- **DIRECTIVE**
Restate the complete material exactly.

__________

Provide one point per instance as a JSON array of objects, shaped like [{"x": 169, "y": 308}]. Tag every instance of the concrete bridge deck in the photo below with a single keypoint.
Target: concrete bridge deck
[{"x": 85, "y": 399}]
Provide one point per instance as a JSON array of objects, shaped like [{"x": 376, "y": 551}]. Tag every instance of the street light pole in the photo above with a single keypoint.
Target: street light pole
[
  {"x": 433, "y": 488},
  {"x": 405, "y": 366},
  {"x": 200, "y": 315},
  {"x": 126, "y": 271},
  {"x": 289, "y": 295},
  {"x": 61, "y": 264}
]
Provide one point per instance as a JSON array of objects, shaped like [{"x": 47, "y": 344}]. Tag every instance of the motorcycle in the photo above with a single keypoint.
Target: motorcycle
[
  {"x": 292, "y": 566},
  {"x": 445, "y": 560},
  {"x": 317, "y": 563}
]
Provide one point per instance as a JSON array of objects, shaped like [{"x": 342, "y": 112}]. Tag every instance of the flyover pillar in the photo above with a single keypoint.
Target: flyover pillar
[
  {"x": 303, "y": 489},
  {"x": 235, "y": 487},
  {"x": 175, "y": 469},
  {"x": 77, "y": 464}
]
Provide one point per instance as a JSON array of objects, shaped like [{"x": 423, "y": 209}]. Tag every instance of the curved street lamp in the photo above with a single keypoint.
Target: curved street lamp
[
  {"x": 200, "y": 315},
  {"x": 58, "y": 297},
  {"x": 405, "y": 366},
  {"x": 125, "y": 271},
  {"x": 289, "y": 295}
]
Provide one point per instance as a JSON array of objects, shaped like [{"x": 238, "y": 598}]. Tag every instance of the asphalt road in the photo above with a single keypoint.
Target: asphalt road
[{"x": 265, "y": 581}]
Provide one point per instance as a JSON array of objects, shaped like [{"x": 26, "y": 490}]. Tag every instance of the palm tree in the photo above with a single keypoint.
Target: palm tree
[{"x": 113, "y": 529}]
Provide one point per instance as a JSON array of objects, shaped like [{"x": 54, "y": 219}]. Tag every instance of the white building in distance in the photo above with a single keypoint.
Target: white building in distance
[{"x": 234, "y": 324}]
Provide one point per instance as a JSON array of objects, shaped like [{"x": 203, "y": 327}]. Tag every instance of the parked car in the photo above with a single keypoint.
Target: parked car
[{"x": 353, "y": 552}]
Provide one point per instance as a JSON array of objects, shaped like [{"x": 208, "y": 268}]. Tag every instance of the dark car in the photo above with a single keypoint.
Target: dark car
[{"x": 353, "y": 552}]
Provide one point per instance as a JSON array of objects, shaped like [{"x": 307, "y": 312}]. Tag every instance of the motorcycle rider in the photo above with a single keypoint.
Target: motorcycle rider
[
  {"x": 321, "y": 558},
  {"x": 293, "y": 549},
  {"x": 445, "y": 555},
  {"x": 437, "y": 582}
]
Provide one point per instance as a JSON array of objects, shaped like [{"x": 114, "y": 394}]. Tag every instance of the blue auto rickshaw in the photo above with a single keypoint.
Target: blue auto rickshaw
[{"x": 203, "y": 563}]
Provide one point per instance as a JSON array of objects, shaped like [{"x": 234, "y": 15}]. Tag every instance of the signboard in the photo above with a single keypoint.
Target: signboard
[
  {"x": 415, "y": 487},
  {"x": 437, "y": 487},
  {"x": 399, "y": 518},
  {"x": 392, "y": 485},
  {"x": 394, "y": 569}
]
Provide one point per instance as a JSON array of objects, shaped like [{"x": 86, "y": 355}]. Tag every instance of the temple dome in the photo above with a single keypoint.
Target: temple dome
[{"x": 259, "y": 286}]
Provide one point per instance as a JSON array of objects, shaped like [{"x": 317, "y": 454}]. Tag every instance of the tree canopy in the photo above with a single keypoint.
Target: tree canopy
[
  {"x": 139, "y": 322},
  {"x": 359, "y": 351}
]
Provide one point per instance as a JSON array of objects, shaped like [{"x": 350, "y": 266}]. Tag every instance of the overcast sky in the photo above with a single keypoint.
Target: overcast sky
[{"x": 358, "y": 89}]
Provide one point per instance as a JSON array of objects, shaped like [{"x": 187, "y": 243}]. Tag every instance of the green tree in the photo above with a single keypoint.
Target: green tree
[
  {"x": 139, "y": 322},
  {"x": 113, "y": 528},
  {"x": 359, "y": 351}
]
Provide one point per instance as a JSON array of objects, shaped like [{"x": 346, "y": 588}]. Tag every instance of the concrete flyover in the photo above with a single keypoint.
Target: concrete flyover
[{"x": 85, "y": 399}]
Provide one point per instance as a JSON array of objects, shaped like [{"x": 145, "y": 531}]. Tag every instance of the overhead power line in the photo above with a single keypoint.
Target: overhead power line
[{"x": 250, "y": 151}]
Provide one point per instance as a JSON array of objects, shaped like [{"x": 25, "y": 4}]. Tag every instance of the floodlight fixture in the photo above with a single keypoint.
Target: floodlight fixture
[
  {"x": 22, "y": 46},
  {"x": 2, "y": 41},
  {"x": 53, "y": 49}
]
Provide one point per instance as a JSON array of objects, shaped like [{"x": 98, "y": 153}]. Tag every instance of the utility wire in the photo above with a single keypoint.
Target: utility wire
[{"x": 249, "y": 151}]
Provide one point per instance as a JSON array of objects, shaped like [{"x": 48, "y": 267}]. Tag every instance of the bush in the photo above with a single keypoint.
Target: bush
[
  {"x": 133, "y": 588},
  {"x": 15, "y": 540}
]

__________

- **OUTPUT BELOW**
Provide one point per instance as a JSON array of objects, shaped like [{"x": 169, "y": 308}]. Tag every instance of the concrete bridge deck in the photo below with a single keypoint.
Target: concrete bridge deck
[{"x": 85, "y": 399}]
Provide one point per instance as a JSON array of objects, shaped like [{"x": 376, "y": 551}]. Tag every instance of the street light pole in the photo above with a single keypoint.
Target: street light pole
[
  {"x": 433, "y": 488},
  {"x": 405, "y": 366},
  {"x": 200, "y": 315},
  {"x": 126, "y": 271},
  {"x": 289, "y": 295},
  {"x": 61, "y": 264}
]
Provide one point per instance as a JSON array of objects, shaped like [{"x": 47, "y": 344}]. Tag every instance of the motorcycle in the photo above with a single keypoint.
Target: motorcycle
[
  {"x": 292, "y": 566},
  {"x": 445, "y": 560},
  {"x": 317, "y": 563}
]
Provide one point per instance as a JSON array of objects, shaped like [{"x": 342, "y": 112}]. Tag every instance of the flyover pillar in the photo above with a single keypoint.
Target: flyover pillar
[
  {"x": 303, "y": 489},
  {"x": 235, "y": 487},
  {"x": 175, "y": 469},
  {"x": 77, "y": 464}
]
Provide one point per instance as a JSON array of objects, shaped like [{"x": 423, "y": 209}]. Tag every instance of the curved street lamp in the photo above with a single keypoint.
Target: curved street lamp
[
  {"x": 200, "y": 315},
  {"x": 58, "y": 297},
  {"x": 405, "y": 366},
  {"x": 125, "y": 271},
  {"x": 289, "y": 295}
]
Provide one point per instance as a JSON array of objects, shaped like [{"x": 238, "y": 598}]. Tag every instance of the asphalt road in the photo above with a single keypoint.
Target: asphalt road
[{"x": 265, "y": 581}]
Provide one point per instance as a JSON array of objects, shaped like [{"x": 26, "y": 490}]. Tag every instance of the palm tree in the photo above with a single keypoint.
Target: palm tree
[{"x": 113, "y": 529}]
Provide one point per instance as a JSON array of objects, shaped like [{"x": 54, "y": 219}]. Tag every instance of the white building in distance in the photo above with a single keypoint.
Target: white building in distance
[{"x": 234, "y": 324}]
Provide one point per instance as a JSON array of objects, shaped like [{"x": 203, "y": 327}]. Tag every instance of the parked car in the photo above with a single keypoint.
Target: parked car
[{"x": 353, "y": 552}]
Provide one point per instance as a JSON array of objects, shaped like [{"x": 208, "y": 268}]. Tag every instance of the dark car in the photo above with a single keypoint.
Target: dark car
[{"x": 353, "y": 552}]
Provide one point per instance as a JSON array of objects, shaped like [{"x": 307, "y": 312}]. Tag every instance of the motorcycle rider in the photo above with a single keypoint.
Target: motorcycle rider
[
  {"x": 321, "y": 558},
  {"x": 293, "y": 549},
  {"x": 445, "y": 555},
  {"x": 437, "y": 582}
]
Provide one point per instance as a JSON array of objects, shaped like [{"x": 114, "y": 394}]. Tag every instance of the blue auto rickshaw in the photo above with a single keypoint.
Target: blue auto rickshaw
[{"x": 203, "y": 563}]
Provide one point per instance as a JSON array of objects, shaped like [{"x": 234, "y": 15}]. Tag every instance of the signboard in the photo above with a single keypoint.
Target: signboard
[
  {"x": 415, "y": 487},
  {"x": 437, "y": 487},
  {"x": 399, "y": 518},
  {"x": 392, "y": 485},
  {"x": 394, "y": 569}
]
Provide one point per instance as a JSON array of objects, shaped like [{"x": 86, "y": 355}]. Tag every instance of the temple dome in the photo above with a single keypoint.
Target: temple dome
[{"x": 259, "y": 286}]
Provide one point per instance as a JSON array of objects, shaped like [{"x": 317, "y": 454}]. Tag every instance of the tree canopy in the photo above with a single keypoint.
Target: tree canopy
[
  {"x": 139, "y": 322},
  {"x": 359, "y": 351}
]
Provide one point per instance as a JSON array of objects, shaped like [{"x": 350, "y": 266}]. Tag every instance of the overcast sky in the photo above with a single keypoint.
Target: overcast sky
[{"x": 358, "y": 89}]
Provide one point per instance as a JSON array of objects, shaped like [{"x": 187, "y": 243}]. Tag every instance of the green tree in the photo above with a single keypoint.
Target: green tree
[
  {"x": 139, "y": 322},
  {"x": 113, "y": 528},
  {"x": 359, "y": 351}
]
Provide one point per instance as a JSON array of objects, shaped like [{"x": 346, "y": 588}]. Tag every instance of the concrete flyover in the photo above with a single keypoint.
Target: concrete flyover
[{"x": 85, "y": 399}]
Provide one point per instance as a JSON array of objects, shaped like [{"x": 145, "y": 531}]. Tag every instance of the overhead power line in the photo above with a single keypoint.
Target: overhead power line
[{"x": 250, "y": 151}]
Provide one point per instance as a JSON array of objects, shaped like [{"x": 25, "y": 4}]. Tag every instance of the floodlight fixture in the photo above with a single keypoint.
Target: floodlight fixture
[
  {"x": 22, "y": 46},
  {"x": 2, "y": 41},
  {"x": 53, "y": 49}
]
Provide one point per instance as a JSON array of objects, shaped like [{"x": 98, "y": 153}]. Tag every instance of the utility wire in the photo above with a single keypoint.
Target: utility wire
[{"x": 249, "y": 151}]
Provide one point per instance as a JSON array of objects, shaped like [{"x": 48, "y": 267}]. Tag every instance of the bush in the photo above with a single keypoint.
Target: bush
[
  {"x": 133, "y": 588},
  {"x": 15, "y": 540}
]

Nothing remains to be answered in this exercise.